A Stochastic Automata Network Description for Spatial DNA-Methylation Models
Alexander L\"uck, Verena Wolf

TL;DR
This paper introduces a stochastic automata network model to better understand spatial DNA methylation dynamics, accounting for neighborhood effects, and validates it against Monte Carlo simulations.
Contribution
It generalizes single-CpG methylation models to multiple CpGs using SAN, incorporating neighborhood influences, and verifies the approach through simulation comparisons.
Findings
SAN model successfully captures neighborhood effects
Model aligns well with Monte Carlo simulation results
Provides a scalable framework for methylation pattern analysis
Abstract
DNA methylation is an important biological mechanism to regulate gene expression and control cell development. Mechanistic modeling has become a popular approach to enhance our understanding of the dynamics of methylation pattern formation in living cells. Recent findings suggest that the methylation state of a cytosine base can be influenced by its DNA neighborhood. Therefore, it is necessary to generalize existing mathematical models that consider only one cytosine and its partner on the opposite DNA-strand (CpG), in order to include such neighborhood dependencies. One approach is to describe the system as a stochastic automata network (SAN) with functional transitions. We show that single-CpG models can successfully be generalized to multiple CpGs using the SAN description and verify the results by comparing them to results from extensive Monte-Carlo simulations.
*****
To do:
Revise the stretch of the DNA-methylation paper summary from "A Stochastic Automata Network Description" through "through simulation comparisons.", putting "local" wherever "neighborhood" appears. The material after this point is separate from the DNA-methylation paper summary.
*****
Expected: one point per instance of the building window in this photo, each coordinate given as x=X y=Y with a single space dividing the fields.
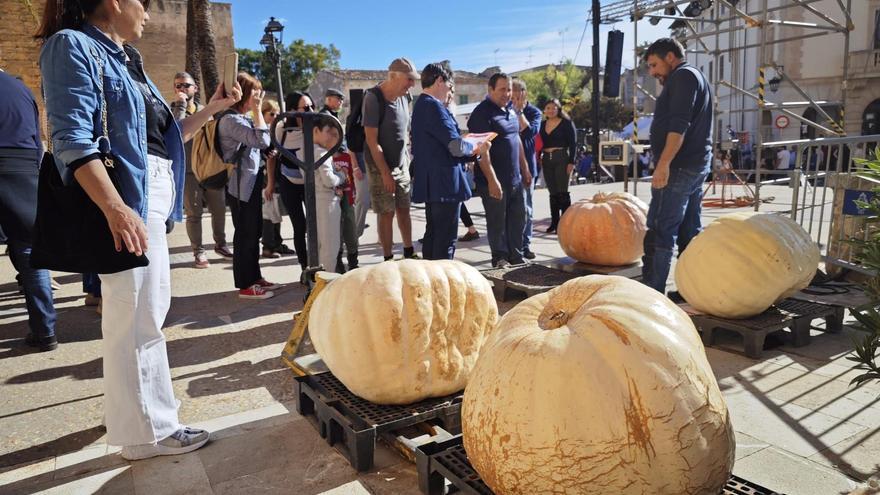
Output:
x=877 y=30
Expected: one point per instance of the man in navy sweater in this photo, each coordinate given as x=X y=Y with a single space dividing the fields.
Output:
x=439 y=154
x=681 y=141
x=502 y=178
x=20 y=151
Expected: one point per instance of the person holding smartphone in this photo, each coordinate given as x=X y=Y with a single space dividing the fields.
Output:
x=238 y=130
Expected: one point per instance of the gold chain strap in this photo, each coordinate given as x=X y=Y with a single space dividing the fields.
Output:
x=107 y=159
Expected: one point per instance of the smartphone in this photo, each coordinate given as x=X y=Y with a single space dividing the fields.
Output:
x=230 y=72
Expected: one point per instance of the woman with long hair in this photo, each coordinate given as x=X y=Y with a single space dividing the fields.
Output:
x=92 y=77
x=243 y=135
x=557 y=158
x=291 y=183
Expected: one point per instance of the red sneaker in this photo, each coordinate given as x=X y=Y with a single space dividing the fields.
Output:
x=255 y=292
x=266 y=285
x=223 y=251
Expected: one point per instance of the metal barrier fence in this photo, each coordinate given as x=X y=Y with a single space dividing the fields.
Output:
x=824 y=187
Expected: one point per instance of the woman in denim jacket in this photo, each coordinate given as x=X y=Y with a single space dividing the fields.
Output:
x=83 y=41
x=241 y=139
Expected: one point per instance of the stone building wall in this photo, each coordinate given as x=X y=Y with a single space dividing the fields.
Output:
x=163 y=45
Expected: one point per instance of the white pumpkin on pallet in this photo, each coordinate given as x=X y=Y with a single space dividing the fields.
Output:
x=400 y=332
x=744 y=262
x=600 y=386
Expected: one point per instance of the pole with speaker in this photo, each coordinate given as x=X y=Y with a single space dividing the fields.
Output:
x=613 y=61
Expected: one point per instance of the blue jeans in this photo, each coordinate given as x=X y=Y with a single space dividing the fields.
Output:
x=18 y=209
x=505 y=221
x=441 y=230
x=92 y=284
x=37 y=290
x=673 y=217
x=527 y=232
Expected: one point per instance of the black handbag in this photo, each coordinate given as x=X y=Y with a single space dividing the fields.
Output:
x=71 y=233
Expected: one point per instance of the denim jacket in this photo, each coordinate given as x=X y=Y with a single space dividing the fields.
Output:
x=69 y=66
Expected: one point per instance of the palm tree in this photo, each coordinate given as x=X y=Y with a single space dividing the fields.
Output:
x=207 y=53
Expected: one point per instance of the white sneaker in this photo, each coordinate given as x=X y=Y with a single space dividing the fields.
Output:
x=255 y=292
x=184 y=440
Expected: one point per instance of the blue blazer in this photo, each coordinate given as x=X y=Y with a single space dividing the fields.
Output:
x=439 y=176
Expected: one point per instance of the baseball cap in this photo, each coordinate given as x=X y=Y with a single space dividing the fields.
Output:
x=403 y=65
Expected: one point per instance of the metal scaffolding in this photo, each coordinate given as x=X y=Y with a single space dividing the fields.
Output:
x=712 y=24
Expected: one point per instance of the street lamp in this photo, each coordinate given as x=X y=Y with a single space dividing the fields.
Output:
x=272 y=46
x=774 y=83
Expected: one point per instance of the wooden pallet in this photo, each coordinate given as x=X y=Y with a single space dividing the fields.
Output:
*****
Solution to this task:
A Stochastic Automata Network Description for Spatial DNA-Methylation Models
Alexander L\"uck, Verena Wolf

TL;DR
This paper introduces a stochastic automata network model to better understand spatial DNA methylation dynamics, accounting for local effects, and validates it against Monte Carlo simulations.
Contribution
It generalizes single-CpG methylation models to multiple CpGs using SAN, incorporating local influences, and verifies the approach through simulation comparisons.